## Text passage

>>>>

Developers should also find the toolset to be relatively straightforward for converting their projects for use in Microsoft Flight Simulator 2024. Big add-on makers like PMDG have even publicly stated that customers shouldn’t expect to have to re-buy existing purchases for use in the new sim.

This is all good news, but of course, in addition to us not yet knowing for sure how easy this will all actually turn out to be, this situation still plays into the feeling that Microsoft Flight Simulator 2020 has a bit of a shadow cast on it.

For comparison, Microsoft Flight Simulator 2020 capped off last year with the amazing release of the 40th Anniversary Update.

This brought with it a huge array of new aircraft, some iconic handcrafted airports, and the formal arrival of support for gliders and helicopters. The best part about this update is that despite its massive size, all of the content was delivered totally free to every player.

This remains as the single largest update for Microsoft Flight Simulator and perhaps it’ll keep that honour.

The magnitude of the update isn’t surprising considering it was a very special celebratory release. Hence why it’s also not surprising that something else of that magnitude has yet to come since.

Nevertheless, while each new update and add-on release remains exciting, it’s all now coupled with a feeling of wonder and perplex surrounding how things will play out for in the upcoming successor. For example, one common query has been: how much better will planes from the ‘old’ sim operate in the new one?

Such questions apply not only to add-on releases, but to the entire forthcoming experience.

“Out with the old…?”

We still don’t know exactly when development began on Microsoft Flight Simulator 2024, but I believe it’s safe to assume that it perhaps started a year or two after the release of the existing sim.

After all, it seems appropriate to think that Asobo would have discovered it was truly maxing out the current sim’s capabilities by that point.

<<<<

## Records provided
>>>>

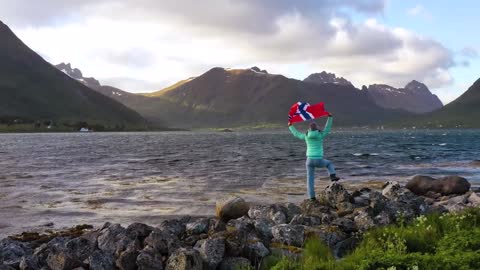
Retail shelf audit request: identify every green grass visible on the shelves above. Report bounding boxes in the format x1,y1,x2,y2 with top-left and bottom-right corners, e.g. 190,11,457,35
264,208,480,270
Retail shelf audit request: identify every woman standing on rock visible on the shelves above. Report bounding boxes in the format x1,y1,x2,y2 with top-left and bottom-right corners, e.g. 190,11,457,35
288,114,340,200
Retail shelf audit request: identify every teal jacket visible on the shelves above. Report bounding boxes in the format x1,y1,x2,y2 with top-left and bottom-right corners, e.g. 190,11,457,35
288,117,333,159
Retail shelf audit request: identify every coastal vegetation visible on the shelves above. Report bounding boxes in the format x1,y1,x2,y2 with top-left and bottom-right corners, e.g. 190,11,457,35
264,208,480,270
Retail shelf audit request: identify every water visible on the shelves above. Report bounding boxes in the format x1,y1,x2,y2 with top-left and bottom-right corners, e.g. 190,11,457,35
0,130,480,236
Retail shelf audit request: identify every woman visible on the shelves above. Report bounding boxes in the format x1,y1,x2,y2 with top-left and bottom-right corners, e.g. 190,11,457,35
288,114,340,200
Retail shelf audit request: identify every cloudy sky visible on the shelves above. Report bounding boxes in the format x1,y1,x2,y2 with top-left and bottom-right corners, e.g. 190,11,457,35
0,0,480,103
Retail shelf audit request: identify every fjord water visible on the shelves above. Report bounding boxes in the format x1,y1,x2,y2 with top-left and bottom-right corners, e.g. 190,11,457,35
0,129,480,236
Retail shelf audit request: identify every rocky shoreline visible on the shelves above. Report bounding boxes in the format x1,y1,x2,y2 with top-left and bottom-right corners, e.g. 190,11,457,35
0,176,480,270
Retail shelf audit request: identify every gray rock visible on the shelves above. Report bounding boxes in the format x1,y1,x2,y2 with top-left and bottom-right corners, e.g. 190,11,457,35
208,219,227,233
65,237,96,262
353,210,375,232
115,239,141,270
33,237,70,267
272,224,305,247
227,216,255,233
218,257,252,270
305,225,347,248
254,218,275,243
369,191,388,215
248,205,270,219
216,196,249,222
158,219,187,238
285,203,302,223
19,256,41,270
382,181,403,199
243,239,270,261
300,200,333,216
248,204,289,224
270,210,287,224
186,218,210,234
290,215,322,227
373,211,394,225
182,235,201,247
47,251,83,270
165,248,203,270
145,229,181,255
324,182,353,206
0,264,15,270
333,237,360,258
88,250,116,270
424,190,442,199
137,247,163,270
0,238,33,268
332,218,358,233
97,224,133,255
406,175,470,195
126,223,154,241
195,238,225,269
468,192,480,207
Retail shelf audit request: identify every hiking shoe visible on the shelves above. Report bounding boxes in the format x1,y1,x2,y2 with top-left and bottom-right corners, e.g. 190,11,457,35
330,174,340,182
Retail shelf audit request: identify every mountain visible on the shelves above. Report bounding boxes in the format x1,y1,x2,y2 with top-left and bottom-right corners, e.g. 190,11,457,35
0,22,145,128
55,63,100,88
303,71,353,87
142,67,405,127
416,79,480,128
366,80,443,114
55,63,176,129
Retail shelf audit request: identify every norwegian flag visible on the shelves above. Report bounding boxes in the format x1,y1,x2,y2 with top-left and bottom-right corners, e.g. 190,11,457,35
288,102,329,123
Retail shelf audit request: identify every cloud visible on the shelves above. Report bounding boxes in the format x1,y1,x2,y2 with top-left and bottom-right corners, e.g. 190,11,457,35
460,46,478,58
407,4,433,21
407,5,424,16
92,48,156,68
0,0,454,99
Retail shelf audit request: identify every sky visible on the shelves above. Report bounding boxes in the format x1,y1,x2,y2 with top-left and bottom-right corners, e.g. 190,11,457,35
0,0,480,104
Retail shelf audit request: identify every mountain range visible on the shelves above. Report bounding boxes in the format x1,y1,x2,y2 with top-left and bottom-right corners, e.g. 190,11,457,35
0,22,145,128
0,18,480,128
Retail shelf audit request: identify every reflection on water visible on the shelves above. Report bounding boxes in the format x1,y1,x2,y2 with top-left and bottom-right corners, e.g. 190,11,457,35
0,130,480,235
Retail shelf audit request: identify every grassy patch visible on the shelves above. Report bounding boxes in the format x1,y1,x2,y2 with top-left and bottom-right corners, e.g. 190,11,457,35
267,208,480,270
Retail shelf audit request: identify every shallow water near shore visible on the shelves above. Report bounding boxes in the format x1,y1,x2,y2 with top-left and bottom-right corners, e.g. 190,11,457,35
0,130,480,237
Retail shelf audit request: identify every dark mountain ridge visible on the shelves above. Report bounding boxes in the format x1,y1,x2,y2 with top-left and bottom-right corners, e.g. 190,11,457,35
0,22,145,128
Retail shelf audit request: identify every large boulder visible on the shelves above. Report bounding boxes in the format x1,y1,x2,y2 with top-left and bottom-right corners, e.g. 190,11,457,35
47,251,83,270
115,239,141,270
243,237,270,261
324,182,354,208
218,257,252,270
126,223,154,241
468,192,480,207
248,204,286,224
290,215,322,227
165,248,203,270
305,225,347,248
300,200,333,217
406,175,470,195
216,196,249,222
186,218,210,234
272,224,305,247
158,219,187,237
0,239,33,268
97,222,132,255
19,256,41,270
88,250,116,270
144,229,181,255
195,238,225,269
137,247,163,270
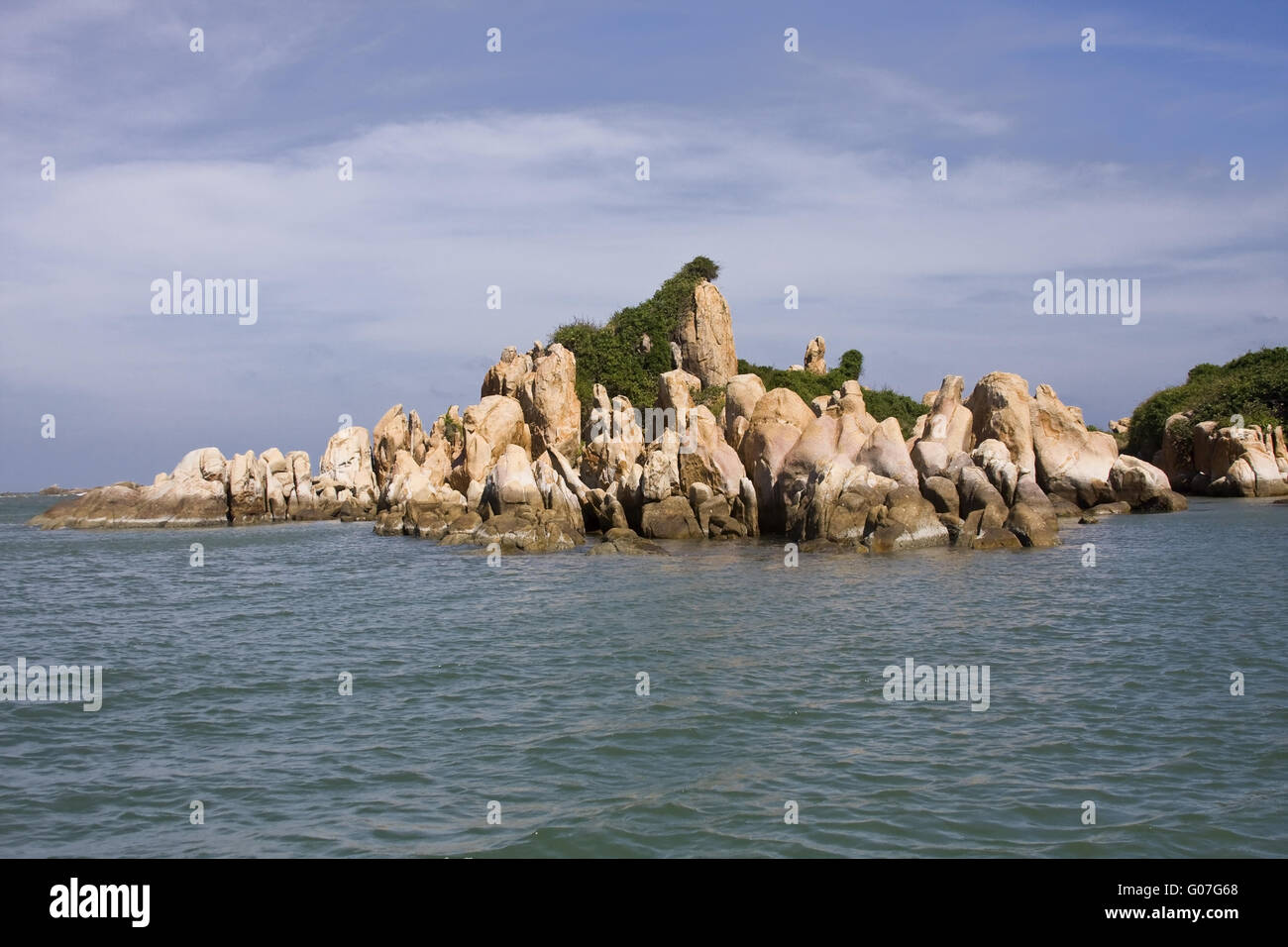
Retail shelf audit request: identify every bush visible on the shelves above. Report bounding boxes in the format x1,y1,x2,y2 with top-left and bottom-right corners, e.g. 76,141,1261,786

<<<<

## Written instruction A
According to the flight simulator passage, what three additions came with the 40th Anniversary Update?
## Written instruction B
Translate this sentence from the flight simulator passage into French: "For comparison, Microsoft Flight Simulator 2020 capped off last year with the amazing release of the 40th Anniversary Update."
The rows have no connection to the text.

## Task answer A
- A huge array of new aircraft
- Some iconic handcrafted airports
- The formal arrival of support for gliders and helicopters

## Task answer B
À titre de comparaison, Microsoft Flight Simulator 2020 a clôturé l'année dernière avec la sortie impressionnante de la mise à jour du 40e anniversaire.